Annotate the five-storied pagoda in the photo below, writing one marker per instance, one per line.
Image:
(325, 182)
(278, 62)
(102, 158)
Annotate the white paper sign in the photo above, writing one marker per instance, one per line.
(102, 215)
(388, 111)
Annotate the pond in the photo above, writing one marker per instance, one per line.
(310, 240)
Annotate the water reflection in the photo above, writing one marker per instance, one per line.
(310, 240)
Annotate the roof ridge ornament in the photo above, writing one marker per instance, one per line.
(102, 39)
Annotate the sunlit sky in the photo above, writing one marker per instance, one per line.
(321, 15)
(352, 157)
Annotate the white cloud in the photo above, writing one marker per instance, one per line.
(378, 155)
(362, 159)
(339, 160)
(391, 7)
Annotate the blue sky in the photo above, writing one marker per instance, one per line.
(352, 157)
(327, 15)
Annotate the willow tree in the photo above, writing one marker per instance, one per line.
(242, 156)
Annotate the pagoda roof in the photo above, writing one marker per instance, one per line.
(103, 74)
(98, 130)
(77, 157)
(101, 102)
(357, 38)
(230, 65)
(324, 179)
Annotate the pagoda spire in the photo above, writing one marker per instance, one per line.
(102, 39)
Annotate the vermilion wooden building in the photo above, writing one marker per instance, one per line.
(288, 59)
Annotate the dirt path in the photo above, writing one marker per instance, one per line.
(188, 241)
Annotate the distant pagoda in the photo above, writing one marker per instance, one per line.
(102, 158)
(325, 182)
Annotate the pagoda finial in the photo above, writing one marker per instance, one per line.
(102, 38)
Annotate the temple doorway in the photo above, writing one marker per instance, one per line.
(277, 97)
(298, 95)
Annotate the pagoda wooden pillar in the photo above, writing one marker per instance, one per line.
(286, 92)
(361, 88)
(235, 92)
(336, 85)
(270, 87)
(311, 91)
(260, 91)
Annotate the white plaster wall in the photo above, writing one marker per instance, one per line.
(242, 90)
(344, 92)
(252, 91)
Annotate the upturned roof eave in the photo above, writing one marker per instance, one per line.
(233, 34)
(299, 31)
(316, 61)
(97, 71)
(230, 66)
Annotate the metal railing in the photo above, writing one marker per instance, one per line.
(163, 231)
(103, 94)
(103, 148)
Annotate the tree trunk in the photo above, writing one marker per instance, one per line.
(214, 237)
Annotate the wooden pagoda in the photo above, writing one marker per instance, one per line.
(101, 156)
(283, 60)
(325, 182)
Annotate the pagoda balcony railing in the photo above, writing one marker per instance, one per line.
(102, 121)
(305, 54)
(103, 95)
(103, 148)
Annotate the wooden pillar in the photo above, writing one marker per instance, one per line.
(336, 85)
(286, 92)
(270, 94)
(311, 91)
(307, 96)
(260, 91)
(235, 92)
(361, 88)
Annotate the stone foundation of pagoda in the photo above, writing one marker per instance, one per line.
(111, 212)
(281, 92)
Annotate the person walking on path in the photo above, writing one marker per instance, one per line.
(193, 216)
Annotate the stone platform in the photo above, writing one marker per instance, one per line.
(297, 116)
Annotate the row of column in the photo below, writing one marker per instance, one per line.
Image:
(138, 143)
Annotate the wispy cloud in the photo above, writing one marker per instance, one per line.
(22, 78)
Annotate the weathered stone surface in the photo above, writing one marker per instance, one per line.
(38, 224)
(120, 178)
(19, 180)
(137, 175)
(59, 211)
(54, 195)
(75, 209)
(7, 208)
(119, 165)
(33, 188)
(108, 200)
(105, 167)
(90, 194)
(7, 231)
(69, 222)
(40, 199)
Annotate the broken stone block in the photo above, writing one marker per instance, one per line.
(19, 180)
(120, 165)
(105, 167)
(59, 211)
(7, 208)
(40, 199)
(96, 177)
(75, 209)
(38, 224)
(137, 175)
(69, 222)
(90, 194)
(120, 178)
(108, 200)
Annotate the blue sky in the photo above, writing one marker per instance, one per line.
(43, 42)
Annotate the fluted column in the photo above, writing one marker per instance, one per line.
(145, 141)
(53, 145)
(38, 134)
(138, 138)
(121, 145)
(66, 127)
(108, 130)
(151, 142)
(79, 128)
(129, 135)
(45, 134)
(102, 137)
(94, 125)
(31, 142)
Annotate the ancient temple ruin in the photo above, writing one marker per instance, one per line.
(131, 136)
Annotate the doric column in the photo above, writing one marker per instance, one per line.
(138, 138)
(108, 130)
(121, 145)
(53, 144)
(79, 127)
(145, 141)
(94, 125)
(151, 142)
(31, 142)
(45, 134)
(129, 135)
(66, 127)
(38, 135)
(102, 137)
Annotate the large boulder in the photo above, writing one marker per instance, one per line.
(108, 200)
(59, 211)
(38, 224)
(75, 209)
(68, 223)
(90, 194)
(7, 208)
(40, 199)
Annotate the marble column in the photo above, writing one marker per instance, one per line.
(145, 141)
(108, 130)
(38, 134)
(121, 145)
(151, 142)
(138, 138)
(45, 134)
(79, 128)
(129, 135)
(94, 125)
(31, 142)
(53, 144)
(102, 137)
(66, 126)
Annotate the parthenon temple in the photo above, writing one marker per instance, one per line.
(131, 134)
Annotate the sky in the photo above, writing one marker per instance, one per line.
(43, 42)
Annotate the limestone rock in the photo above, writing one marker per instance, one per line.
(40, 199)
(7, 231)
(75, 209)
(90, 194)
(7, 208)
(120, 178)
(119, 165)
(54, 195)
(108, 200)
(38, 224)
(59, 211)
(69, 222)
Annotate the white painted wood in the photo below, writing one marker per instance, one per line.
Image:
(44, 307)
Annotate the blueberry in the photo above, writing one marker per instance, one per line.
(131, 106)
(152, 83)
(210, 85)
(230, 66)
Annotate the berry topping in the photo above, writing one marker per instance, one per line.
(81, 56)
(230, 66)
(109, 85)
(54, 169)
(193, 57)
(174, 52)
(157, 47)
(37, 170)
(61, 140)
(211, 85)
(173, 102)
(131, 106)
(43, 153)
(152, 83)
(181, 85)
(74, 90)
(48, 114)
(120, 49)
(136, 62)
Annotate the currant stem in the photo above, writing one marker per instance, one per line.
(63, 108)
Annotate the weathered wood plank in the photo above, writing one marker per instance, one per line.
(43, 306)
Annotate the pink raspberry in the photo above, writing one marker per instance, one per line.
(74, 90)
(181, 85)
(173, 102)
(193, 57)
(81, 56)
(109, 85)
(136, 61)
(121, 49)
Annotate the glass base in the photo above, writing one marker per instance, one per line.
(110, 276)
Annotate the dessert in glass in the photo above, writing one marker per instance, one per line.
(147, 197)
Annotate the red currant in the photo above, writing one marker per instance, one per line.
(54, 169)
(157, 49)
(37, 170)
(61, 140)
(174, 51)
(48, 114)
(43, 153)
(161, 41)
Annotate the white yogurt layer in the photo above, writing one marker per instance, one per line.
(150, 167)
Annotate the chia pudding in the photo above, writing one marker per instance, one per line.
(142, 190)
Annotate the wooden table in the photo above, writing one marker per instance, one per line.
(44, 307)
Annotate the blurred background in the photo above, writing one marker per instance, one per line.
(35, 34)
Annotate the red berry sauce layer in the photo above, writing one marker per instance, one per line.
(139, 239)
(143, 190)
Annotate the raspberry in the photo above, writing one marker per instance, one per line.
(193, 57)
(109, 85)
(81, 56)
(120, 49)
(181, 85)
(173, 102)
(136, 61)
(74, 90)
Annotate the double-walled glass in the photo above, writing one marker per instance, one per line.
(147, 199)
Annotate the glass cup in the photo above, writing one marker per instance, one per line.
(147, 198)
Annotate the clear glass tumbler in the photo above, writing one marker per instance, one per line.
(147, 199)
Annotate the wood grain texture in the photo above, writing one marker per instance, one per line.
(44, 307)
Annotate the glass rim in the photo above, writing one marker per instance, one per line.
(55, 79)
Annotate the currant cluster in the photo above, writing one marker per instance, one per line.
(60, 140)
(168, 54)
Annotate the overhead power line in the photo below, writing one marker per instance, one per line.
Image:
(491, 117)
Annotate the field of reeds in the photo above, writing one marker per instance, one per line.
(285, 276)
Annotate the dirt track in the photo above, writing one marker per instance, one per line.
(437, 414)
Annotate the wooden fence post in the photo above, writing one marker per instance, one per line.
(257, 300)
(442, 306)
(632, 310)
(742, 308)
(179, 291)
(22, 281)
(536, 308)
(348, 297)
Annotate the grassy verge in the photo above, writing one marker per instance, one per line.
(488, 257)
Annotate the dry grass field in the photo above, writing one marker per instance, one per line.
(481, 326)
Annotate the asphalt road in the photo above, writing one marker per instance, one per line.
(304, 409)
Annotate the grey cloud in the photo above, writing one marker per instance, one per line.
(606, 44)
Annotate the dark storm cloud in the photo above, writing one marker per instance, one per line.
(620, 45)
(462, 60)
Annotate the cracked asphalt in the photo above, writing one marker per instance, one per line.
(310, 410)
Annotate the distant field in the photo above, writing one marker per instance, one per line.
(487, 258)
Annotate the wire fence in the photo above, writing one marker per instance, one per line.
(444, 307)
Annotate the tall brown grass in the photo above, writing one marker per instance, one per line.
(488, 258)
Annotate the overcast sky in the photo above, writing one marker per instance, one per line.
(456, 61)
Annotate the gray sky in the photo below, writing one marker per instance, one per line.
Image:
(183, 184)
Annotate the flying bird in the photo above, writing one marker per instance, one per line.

▶ _What you have to do_:
Return only the number of lines in the data that contain "below".

▶ _Task output_:
5